Work to complete — Among the lines below, copy exactly those from the one with "Input query: potted plant" through the one with "Input query: flower pot", counting both ends.

----- Recorded data

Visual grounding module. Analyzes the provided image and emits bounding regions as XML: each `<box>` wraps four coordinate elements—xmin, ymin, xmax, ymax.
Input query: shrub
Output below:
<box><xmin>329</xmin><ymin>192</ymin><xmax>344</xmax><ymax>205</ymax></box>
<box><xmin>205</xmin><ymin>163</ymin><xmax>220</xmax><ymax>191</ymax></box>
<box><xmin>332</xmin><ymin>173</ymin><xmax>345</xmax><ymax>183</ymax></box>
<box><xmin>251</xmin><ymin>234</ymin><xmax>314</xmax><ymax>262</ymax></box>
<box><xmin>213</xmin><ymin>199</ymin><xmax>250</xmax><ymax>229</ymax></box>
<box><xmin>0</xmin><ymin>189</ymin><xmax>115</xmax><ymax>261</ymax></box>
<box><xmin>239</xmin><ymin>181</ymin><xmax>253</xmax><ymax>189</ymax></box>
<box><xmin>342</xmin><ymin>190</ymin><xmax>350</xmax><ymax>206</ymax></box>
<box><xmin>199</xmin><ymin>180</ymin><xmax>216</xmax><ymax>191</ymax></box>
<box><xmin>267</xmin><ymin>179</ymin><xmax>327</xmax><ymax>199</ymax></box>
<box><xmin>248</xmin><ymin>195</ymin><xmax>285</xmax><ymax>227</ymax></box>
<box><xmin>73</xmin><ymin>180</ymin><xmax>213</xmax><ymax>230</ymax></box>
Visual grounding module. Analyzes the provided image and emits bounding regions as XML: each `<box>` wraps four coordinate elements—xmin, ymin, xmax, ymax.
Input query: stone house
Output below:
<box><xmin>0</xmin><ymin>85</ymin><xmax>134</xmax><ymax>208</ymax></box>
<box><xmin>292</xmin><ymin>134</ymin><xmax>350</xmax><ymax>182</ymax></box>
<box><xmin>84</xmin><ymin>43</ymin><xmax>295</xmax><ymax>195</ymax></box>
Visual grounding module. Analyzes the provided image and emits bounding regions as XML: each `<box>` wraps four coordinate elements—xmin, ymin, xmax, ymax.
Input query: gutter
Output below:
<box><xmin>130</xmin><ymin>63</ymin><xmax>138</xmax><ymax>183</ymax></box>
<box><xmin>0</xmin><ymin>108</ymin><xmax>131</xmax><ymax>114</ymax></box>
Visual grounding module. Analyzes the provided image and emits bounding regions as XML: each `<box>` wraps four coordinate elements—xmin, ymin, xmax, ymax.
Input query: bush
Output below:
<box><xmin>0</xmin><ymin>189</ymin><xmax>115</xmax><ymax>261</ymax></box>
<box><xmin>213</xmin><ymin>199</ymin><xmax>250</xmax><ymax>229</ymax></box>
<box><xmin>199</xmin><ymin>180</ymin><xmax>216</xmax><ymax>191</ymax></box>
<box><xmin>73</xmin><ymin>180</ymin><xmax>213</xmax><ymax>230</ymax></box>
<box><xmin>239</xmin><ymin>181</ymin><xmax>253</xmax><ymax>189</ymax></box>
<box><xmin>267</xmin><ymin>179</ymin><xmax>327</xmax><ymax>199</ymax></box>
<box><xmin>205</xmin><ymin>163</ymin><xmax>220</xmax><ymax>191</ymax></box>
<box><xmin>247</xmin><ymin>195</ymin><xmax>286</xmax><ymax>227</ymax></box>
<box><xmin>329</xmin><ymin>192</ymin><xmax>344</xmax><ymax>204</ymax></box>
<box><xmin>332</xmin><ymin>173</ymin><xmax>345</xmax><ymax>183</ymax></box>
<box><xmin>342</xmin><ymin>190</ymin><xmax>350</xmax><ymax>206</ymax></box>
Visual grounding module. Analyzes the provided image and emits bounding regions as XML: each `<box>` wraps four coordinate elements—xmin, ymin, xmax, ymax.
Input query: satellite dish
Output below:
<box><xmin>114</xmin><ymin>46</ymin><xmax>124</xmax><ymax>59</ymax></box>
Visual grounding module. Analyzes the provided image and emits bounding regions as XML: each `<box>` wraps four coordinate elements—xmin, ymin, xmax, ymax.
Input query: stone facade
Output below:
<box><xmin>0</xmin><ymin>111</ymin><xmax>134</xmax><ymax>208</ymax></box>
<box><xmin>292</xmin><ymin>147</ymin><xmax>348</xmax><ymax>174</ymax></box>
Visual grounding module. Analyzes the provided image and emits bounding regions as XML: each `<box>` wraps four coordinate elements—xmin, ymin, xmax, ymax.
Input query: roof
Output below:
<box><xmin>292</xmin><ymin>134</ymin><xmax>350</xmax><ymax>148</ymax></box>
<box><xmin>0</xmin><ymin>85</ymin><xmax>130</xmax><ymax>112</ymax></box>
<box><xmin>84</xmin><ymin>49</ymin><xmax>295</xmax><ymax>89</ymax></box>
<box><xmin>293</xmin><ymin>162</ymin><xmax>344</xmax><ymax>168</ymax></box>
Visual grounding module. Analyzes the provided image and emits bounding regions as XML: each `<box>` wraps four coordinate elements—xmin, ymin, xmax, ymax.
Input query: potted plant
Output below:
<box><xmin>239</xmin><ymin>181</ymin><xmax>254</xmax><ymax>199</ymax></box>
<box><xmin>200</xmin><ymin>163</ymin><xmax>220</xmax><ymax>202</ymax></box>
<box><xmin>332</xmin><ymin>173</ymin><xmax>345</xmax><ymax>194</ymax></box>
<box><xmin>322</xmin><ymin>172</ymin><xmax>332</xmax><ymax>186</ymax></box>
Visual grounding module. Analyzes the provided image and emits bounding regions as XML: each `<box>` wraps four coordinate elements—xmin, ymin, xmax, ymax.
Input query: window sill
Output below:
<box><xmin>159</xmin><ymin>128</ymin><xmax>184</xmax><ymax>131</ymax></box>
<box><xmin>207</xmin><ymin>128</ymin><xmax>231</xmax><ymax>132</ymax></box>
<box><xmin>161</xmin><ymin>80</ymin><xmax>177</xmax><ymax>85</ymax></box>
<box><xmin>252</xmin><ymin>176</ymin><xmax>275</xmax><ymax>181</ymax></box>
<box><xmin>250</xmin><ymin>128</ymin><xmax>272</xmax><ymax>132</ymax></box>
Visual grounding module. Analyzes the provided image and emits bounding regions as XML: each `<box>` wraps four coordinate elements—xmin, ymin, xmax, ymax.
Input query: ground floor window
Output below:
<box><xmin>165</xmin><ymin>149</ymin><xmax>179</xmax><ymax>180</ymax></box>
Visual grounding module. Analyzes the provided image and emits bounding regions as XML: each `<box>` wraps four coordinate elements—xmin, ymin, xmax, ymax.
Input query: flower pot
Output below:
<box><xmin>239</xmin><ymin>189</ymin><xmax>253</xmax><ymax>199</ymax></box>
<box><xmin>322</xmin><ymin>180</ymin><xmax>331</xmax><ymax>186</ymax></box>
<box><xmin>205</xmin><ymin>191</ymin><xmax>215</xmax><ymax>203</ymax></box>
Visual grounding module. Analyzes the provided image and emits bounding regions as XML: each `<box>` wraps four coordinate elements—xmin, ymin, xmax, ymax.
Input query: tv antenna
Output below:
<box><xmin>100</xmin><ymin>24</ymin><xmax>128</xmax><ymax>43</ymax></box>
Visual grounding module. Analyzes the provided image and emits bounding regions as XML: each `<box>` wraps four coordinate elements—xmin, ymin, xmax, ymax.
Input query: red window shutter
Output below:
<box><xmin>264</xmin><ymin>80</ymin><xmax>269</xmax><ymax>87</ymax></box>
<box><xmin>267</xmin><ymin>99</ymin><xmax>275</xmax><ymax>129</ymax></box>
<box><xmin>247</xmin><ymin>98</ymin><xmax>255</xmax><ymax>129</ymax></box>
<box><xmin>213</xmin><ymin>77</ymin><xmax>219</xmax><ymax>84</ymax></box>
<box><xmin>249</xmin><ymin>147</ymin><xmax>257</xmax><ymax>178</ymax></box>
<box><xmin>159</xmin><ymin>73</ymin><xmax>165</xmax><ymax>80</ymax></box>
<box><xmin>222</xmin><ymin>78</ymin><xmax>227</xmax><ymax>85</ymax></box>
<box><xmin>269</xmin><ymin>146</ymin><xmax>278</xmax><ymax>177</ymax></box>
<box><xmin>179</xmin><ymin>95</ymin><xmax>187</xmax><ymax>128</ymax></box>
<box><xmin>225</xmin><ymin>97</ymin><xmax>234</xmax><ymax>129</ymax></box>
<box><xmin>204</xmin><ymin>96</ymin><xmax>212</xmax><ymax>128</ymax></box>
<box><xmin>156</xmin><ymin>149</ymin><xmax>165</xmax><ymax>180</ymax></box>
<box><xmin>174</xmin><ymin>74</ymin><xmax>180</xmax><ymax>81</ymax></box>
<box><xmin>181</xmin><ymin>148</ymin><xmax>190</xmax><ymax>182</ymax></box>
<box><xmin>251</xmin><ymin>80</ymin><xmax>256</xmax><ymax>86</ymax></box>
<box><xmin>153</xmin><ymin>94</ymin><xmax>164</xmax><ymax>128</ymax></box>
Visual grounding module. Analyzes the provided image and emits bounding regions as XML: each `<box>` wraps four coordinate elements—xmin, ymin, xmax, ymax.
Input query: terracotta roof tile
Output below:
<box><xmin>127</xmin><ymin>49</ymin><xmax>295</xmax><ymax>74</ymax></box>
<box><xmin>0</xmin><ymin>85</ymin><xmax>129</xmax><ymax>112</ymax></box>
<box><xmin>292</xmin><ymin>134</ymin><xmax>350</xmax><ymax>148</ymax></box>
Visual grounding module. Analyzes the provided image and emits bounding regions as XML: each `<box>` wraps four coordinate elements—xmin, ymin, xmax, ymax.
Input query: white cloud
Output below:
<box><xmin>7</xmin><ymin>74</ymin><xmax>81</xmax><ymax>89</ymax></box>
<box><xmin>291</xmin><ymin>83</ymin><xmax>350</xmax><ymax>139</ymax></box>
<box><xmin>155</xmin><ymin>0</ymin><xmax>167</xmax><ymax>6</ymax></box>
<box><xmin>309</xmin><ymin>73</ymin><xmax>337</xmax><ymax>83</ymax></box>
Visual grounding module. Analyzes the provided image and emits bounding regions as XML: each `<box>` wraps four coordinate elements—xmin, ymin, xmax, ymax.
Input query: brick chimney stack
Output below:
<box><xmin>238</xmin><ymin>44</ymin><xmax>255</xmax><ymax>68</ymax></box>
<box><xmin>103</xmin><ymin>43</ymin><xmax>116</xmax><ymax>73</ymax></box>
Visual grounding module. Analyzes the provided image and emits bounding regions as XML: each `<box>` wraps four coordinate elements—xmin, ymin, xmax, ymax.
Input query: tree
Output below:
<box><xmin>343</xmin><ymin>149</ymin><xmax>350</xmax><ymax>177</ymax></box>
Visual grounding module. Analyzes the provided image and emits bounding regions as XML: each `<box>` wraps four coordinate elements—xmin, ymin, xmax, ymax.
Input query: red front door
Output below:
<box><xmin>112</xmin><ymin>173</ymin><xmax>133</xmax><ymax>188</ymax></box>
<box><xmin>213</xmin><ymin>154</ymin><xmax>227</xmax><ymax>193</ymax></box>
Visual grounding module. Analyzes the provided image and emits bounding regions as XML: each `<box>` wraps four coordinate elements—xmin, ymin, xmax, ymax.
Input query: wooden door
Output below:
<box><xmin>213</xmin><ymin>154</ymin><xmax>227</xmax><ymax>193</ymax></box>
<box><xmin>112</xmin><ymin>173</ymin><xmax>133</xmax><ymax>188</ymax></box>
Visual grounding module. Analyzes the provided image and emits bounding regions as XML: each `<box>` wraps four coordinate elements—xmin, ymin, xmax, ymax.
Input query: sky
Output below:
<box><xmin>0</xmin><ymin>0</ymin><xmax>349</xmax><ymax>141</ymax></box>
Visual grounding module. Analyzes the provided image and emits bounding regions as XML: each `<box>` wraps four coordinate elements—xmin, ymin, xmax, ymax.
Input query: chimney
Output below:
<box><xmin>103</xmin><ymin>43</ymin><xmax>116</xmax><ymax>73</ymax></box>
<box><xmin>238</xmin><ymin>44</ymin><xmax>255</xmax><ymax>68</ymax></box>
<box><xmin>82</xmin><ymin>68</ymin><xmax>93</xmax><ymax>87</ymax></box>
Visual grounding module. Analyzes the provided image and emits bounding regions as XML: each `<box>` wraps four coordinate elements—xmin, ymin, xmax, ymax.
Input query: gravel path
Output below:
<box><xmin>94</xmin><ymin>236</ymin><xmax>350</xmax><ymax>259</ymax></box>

----------

Task result —
Input query: potted plant
Output below:
<box><xmin>239</xmin><ymin>181</ymin><xmax>254</xmax><ymax>199</ymax></box>
<box><xmin>200</xmin><ymin>163</ymin><xmax>220</xmax><ymax>202</ymax></box>
<box><xmin>332</xmin><ymin>173</ymin><xmax>345</xmax><ymax>194</ymax></box>
<box><xmin>322</xmin><ymin>172</ymin><xmax>332</xmax><ymax>186</ymax></box>
Visual grounding module. Analyzes the provided image and emits bounding regions as XML: each `<box>` wraps four coordinate elements—xmin, ymin, xmax, ymax.
Input query: window sill
Output below:
<box><xmin>159</xmin><ymin>128</ymin><xmax>184</xmax><ymax>131</ymax></box>
<box><xmin>207</xmin><ymin>128</ymin><xmax>231</xmax><ymax>132</ymax></box>
<box><xmin>161</xmin><ymin>80</ymin><xmax>177</xmax><ymax>85</ymax></box>
<box><xmin>252</xmin><ymin>176</ymin><xmax>275</xmax><ymax>181</ymax></box>
<box><xmin>250</xmin><ymin>128</ymin><xmax>272</xmax><ymax>132</ymax></box>
Visual grounding module. Analyzes the provided image and emits bounding regions as XML: each `<box>` wraps four coordinate elements—xmin, ymin, xmax, ymax.
Input query: ground floor window
Output below:
<box><xmin>165</xmin><ymin>149</ymin><xmax>179</xmax><ymax>180</ymax></box>
Visual grounding module. Analyzes the provided image and emits bounding regions as XML: each `<box>` wraps four coordinate elements—xmin, ymin, xmax, ymax.
Input query: flower pot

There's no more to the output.